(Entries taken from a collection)
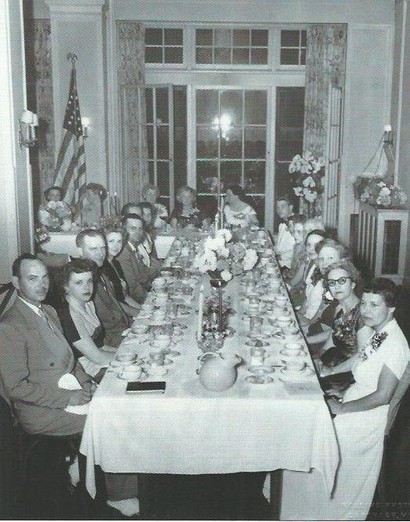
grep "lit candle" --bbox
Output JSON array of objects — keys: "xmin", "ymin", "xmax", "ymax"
[
  {"xmin": 197, "ymin": 284, "xmax": 204, "ymax": 340},
  {"xmin": 214, "ymin": 213, "xmax": 219, "ymax": 235},
  {"xmin": 384, "ymin": 124, "xmax": 392, "ymax": 132},
  {"xmin": 220, "ymin": 195, "xmax": 225, "ymax": 230}
]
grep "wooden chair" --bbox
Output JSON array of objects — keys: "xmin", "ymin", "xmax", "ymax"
[{"xmin": 376, "ymin": 360, "xmax": 410, "ymax": 509}]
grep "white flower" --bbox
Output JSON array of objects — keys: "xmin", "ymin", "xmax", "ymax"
[
  {"xmin": 303, "ymin": 151, "xmax": 314, "ymax": 162},
  {"xmin": 379, "ymin": 187, "xmax": 391, "ymax": 196},
  {"xmin": 294, "ymin": 187, "xmax": 303, "ymax": 197},
  {"xmin": 302, "ymin": 176, "xmax": 316, "ymax": 188},
  {"xmin": 377, "ymin": 182, "xmax": 386, "ymax": 188},
  {"xmin": 216, "ymin": 228, "xmax": 232, "ymax": 242},
  {"xmin": 303, "ymin": 188, "xmax": 318, "ymax": 202},
  {"xmin": 243, "ymin": 249, "xmax": 258, "ymax": 271},
  {"xmin": 220, "ymin": 270, "xmax": 233, "ymax": 282}
]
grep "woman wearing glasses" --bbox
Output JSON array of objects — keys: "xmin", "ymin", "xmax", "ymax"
[{"xmin": 318, "ymin": 260, "xmax": 363, "ymax": 368}]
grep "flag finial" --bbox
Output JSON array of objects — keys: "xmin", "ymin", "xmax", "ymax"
[{"xmin": 67, "ymin": 53, "xmax": 78, "ymax": 67}]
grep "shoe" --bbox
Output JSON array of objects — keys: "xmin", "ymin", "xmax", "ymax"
[{"xmin": 107, "ymin": 497, "xmax": 140, "ymax": 517}]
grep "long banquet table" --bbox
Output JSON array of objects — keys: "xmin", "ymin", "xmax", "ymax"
[{"xmin": 79, "ymin": 231, "xmax": 339, "ymax": 519}]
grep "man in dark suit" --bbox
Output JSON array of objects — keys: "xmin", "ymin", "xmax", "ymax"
[
  {"xmin": 76, "ymin": 229, "xmax": 130, "ymax": 347},
  {"xmin": 117, "ymin": 213, "xmax": 160, "ymax": 303}
]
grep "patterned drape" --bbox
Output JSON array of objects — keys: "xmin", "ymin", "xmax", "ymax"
[
  {"xmin": 117, "ymin": 21, "xmax": 148, "ymax": 204},
  {"xmin": 33, "ymin": 19, "xmax": 55, "ymax": 195},
  {"xmin": 303, "ymin": 24, "xmax": 347, "ymax": 158}
]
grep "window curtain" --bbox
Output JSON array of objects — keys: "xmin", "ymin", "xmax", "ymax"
[
  {"xmin": 117, "ymin": 21, "xmax": 148, "ymax": 204},
  {"xmin": 33, "ymin": 19, "xmax": 55, "ymax": 199},
  {"xmin": 303, "ymin": 24, "xmax": 347, "ymax": 158}
]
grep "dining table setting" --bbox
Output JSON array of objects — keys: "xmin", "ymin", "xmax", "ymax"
[{"xmin": 79, "ymin": 226, "xmax": 339, "ymax": 519}]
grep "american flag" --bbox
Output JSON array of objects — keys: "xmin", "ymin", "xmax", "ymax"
[{"xmin": 54, "ymin": 66, "xmax": 87, "ymax": 206}]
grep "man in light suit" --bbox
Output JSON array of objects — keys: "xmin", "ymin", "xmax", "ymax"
[
  {"xmin": 76, "ymin": 229, "xmax": 130, "ymax": 347},
  {"xmin": 117, "ymin": 213, "xmax": 160, "ymax": 303},
  {"xmin": 0, "ymin": 254, "xmax": 92, "ymax": 436}
]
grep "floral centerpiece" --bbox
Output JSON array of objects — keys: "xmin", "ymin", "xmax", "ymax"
[
  {"xmin": 193, "ymin": 229, "xmax": 258, "ymax": 284},
  {"xmin": 288, "ymin": 151, "xmax": 326, "ymax": 217},
  {"xmin": 354, "ymin": 175, "xmax": 407, "ymax": 209}
]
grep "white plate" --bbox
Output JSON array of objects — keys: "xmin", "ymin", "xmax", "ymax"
[
  {"xmin": 248, "ymin": 365, "xmax": 274, "ymax": 375},
  {"xmin": 117, "ymin": 370, "xmax": 148, "ymax": 382},
  {"xmin": 278, "ymin": 367, "xmax": 315, "ymax": 382}
]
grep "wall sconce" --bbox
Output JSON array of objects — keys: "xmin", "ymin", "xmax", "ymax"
[
  {"xmin": 81, "ymin": 117, "xmax": 90, "ymax": 139},
  {"xmin": 383, "ymin": 124, "xmax": 393, "ymax": 146},
  {"xmin": 19, "ymin": 110, "xmax": 38, "ymax": 148}
]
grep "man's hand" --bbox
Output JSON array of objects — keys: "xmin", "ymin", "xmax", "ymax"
[{"xmin": 67, "ymin": 380, "xmax": 96, "ymax": 406}]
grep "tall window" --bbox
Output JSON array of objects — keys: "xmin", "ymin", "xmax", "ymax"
[
  {"xmin": 145, "ymin": 28, "xmax": 183, "ymax": 64},
  {"xmin": 280, "ymin": 30, "xmax": 307, "ymax": 65},
  {"xmin": 196, "ymin": 88, "xmax": 267, "ymax": 224}
]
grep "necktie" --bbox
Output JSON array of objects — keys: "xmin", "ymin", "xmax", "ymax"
[{"xmin": 38, "ymin": 307, "xmax": 55, "ymax": 332}]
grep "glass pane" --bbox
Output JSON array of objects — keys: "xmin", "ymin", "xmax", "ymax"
[
  {"xmin": 215, "ymin": 47, "xmax": 231, "ymax": 64},
  {"xmin": 233, "ymin": 29, "xmax": 249, "ymax": 46},
  {"xmin": 244, "ymin": 127, "xmax": 266, "ymax": 158},
  {"xmin": 196, "ymin": 126, "xmax": 218, "ymax": 158},
  {"xmin": 174, "ymin": 86, "xmax": 187, "ymax": 189},
  {"xmin": 147, "ymin": 125, "xmax": 154, "ymax": 157},
  {"xmin": 251, "ymin": 29, "xmax": 268, "ymax": 46},
  {"xmin": 156, "ymin": 88, "xmax": 169, "ymax": 123},
  {"xmin": 301, "ymin": 30, "xmax": 307, "ymax": 47},
  {"xmin": 250, "ymin": 48, "xmax": 268, "ymax": 65},
  {"xmin": 145, "ymin": 47, "xmax": 163, "ymax": 63},
  {"xmin": 214, "ymin": 29, "xmax": 231, "ymax": 46},
  {"xmin": 196, "ymin": 90, "xmax": 219, "ymax": 124},
  {"xmin": 145, "ymin": 28, "xmax": 162, "ymax": 45},
  {"xmin": 252, "ymin": 195, "xmax": 265, "ymax": 227},
  {"xmin": 221, "ymin": 161, "xmax": 241, "ymax": 187},
  {"xmin": 196, "ymin": 161, "xmax": 218, "ymax": 193},
  {"xmin": 221, "ymin": 90, "xmax": 243, "ymax": 126},
  {"xmin": 281, "ymin": 30, "xmax": 300, "ymax": 47},
  {"xmin": 145, "ymin": 89, "xmax": 153, "ymax": 123},
  {"xmin": 148, "ymin": 161, "xmax": 155, "ymax": 184},
  {"xmin": 165, "ymin": 47, "xmax": 183, "ymax": 63},
  {"xmin": 244, "ymin": 161, "xmax": 265, "ymax": 193},
  {"xmin": 221, "ymin": 127, "xmax": 242, "ymax": 158},
  {"xmin": 157, "ymin": 126, "xmax": 169, "ymax": 159},
  {"xmin": 157, "ymin": 162, "xmax": 170, "ymax": 196},
  {"xmin": 196, "ymin": 48, "xmax": 212, "ymax": 64},
  {"xmin": 196, "ymin": 29, "xmax": 213, "ymax": 46},
  {"xmin": 164, "ymin": 28, "xmax": 182, "ymax": 45},
  {"xmin": 300, "ymin": 49, "xmax": 306, "ymax": 65},
  {"xmin": 280, "ymin": 48, "xmax": 299, "ymax": 65},
  {"xmin": 245, "ymin": 91, "xmax": 267, "ymax": 124},
  {"xmin": 233, "ymin": 48, "xmax": 249, "ymax": 64}
]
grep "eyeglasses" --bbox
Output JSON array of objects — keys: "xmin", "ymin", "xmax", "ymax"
[{"xmin": 327, "ymin": 276, "xmax": 352, "ymax": 287}]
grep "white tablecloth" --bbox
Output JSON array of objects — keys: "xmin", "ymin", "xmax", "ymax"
[
  {"xmin": 80, "ymin": 273, "xmax": 339, "ymax": 504},
  {"xmin": 42, "ymin": 231, "xmax": 175, "ymax": 259}
]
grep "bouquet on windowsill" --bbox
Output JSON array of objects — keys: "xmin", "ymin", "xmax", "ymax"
[
  {"xmin": 354, "ymin": 174, "xmax": 407, "ymax": 209},
  {"xmin": 193, "ymin": 228, "xmax": 258, "ymax": 282},
  {"xmin": 289, "ymin": 151, "xmax": 326, "ymax": 207}
]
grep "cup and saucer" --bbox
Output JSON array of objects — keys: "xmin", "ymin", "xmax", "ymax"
[{"xmin": 279, "ymin": 361, "xmax": 315, "ymax": 382}]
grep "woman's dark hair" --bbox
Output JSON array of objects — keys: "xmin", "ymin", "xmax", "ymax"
[
  {"xmin": 362, "ymin": 277, "xmax": 400, "ymax": 308},
  {"xmin": 276, "ymin": 194, "xmax": 296, "ymax": 207},
  {"xmin": 44, "ymin": 186, "xmax": 64, "ymax": 201},
  {"xmin": 86, "ymin": 183, "xmax": 107, "ymax": 200},
  {"xmin": 289, "ymin": 214, "xmax": 306, "ymax": 226},
  {"xmin": 121, "ymin": 202, "xmax": 139, "ymax": 216},
  {"xmin": 226, "ymin": 184, "xmax": 248, "ymax": 203},
  {"xmin": 323, "ymin": 260, "xmax": 361, "ymax": 290},
  {"xmin": 62, "ymin": 258, "xmax": 98, "ymax": 289},
  {"xmin": 305, "ymin": 229, "xmax": 329, "ymax": 245}
]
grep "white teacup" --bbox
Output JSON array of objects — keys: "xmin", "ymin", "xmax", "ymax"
[
  {"xmin": 277, "ymin": 315, "xmax": 292, "ymax": 330},
  {"xmin": 153, "ymin": 334, "xmax": 171, "ymax": 349},
  {"xmin": 285, "ymin": 359, "xmax": 306, "ymax": 372},
  {"xmin": 284, "ymin": 342, "xmax": 304, "ymax": 354},
  {"xmin": 275, "ymin": 295, "xmax": 288, "ymax": 308},
  {"xmin": 120, "ymin": 365, "xmax": 143, "ymax": 380},
  {"xmin": 116, "ymin": 353, "xmax": 136, "ymax": 366}
]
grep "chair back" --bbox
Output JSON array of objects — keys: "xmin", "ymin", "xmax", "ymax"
[
  {"xmin": 385, "ymin": 360, "xmax": 410, "ymax": 436},
  {"xmin": 0, "ymin": 283, "xmax": 16, "ymax": 318}
]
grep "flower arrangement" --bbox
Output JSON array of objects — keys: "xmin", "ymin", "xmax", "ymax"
[
  {"xmin": 288, "ymin": 151, "xmax": 326, "ymax": 205},
  {"xmin": 354, "ymin": 175, "xmax": 407, "ymax": 209},
  {"xmin": 193, "ymin": 229, "xmax": 258, "ymax": 282}
]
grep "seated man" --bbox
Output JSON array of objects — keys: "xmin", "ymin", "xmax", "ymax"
[
  {"xmin": 117, "ymin": 213, "xmax": 161, "ymax": 303},
  {"xmin": 76, "ymin": 229, "xmax": 130, "ymax": 348},
  {"xmin": 0, "ymin": 254, "xmax": 139, "ymax": 517},
  {"xmin": 274, "ymin": 194, "xmax": 295, "ymax": 270},
  {"xmin": 0, "ymin": 254, "xmax": 92, "ymax": 437}
]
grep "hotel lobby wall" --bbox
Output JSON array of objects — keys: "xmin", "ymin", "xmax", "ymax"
[
  {"xmin": 31, "ymin": 0, "xmax": 394, "ymax": 245},
  {"xmin": 0, "ymin": 0, "xmax": 34, "ymax": 282},
  {"xmin": 391, "ymin": 0, "xmax": 410, "ymax": 289}
]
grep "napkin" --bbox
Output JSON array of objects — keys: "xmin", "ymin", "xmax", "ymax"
[
  {"xmin": 78, "ymin": 356, "xmax": 108, "ymax": 378},
  {"xmin": 58, "ymin": 373, "xmax": 90, "ymax": 415}
]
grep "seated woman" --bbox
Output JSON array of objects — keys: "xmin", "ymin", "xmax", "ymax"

* To do *
Make a copy of each line in the records above that has the word "flag".

* Output for this task *
grep "flag finial" --bbox
grep "american flag" --bbox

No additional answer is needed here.